_Task objective_. Whenever a picture appears, omit it, and set down everything else in the records exactly.

_Data section_.
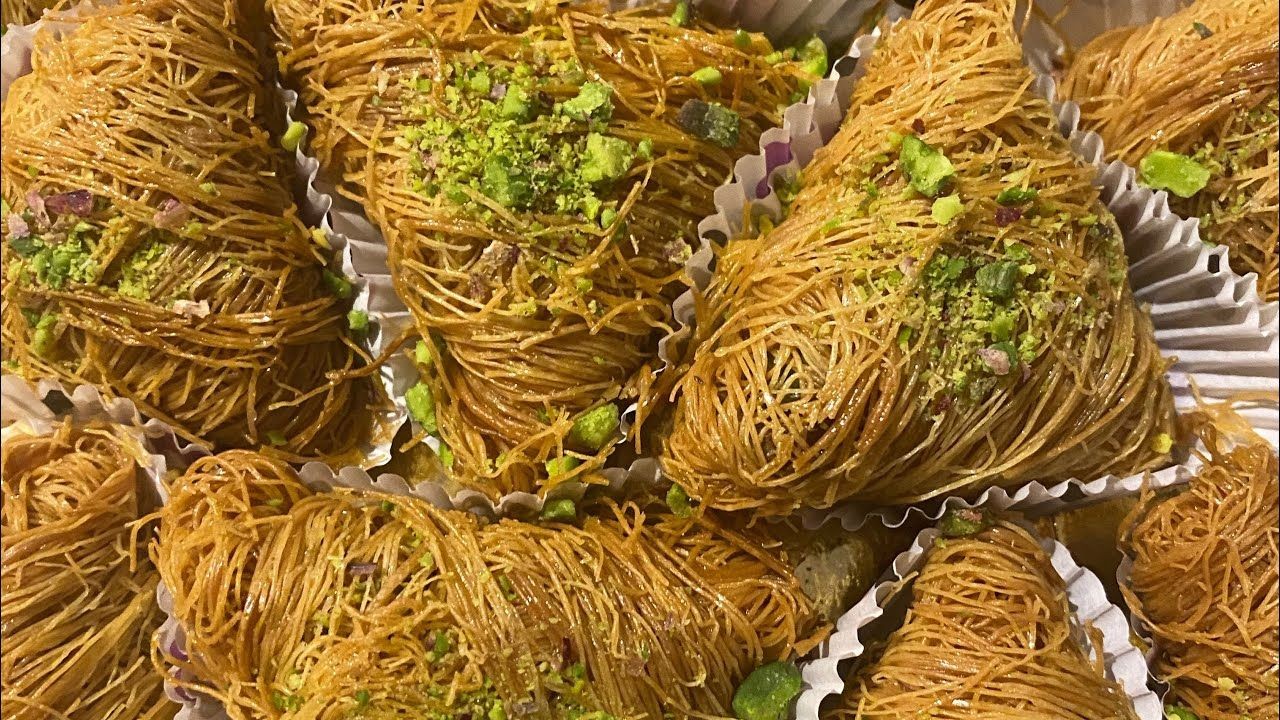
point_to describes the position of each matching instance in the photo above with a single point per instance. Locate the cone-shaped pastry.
(1203, 579)
(78, 602)
(538, 172)
(1191, 101)
(346, 602)
(151, 244)
(988, 634)
(945, 308)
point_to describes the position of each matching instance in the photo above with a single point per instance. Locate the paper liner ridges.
(858, 627)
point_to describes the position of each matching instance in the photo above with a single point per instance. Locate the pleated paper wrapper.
(872, 619)
(1220, 336)
(364, 258)
(16, 53)
(805, 127)
(36, 409)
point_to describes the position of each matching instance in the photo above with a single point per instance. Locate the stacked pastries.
(1192, 101)
(152, 245)
(946, 306)
(538, 172)
(325, 604)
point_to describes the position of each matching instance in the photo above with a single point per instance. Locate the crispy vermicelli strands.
(1202, 82)
(321, 602)
(78, 605)
(1205, 580)
(23, 12)
(988, 634)
(886, 346)
(154, 249)
(542, 306)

_Expected output_.
point_to describes the position of each matching instance in the photo above with a single point per instance. Locate the cone-shaped pastry.
(1203, 579)
(78, 602)
(538, 172)
(1191, 101)
(346, 602)
(151, 244)
(988, 634)
(945, 308)
point_to describes the position of each matching instance in the photo above with a single point per instance. Locate the paper liner ridges.
(858, 627)
point_to describes the position of each matching instance in the photo above with a single point per instance. Locate the pleated paper wrapper.
(872, 619)
(1220, 336)
(364, 258)
(16, 53)
(805, 127)
(36, 409)
point_to describes the position of each matching instance in the photo above with a single point per instance. Locate the stacked pastries.
(1192, 101)
(152, 245)
(946, 306)
(538, 172)
(325, 604)
point_to describes the position of each matching instance in the photo above with a single point per instance. Locate the crispy vermicelli strands.
(1202, 82)
(321, 602)
(78, 605)
(1205, 580)
(23, 12)
(988, 634)
(886, 346)
(154, 249)
(542, 306)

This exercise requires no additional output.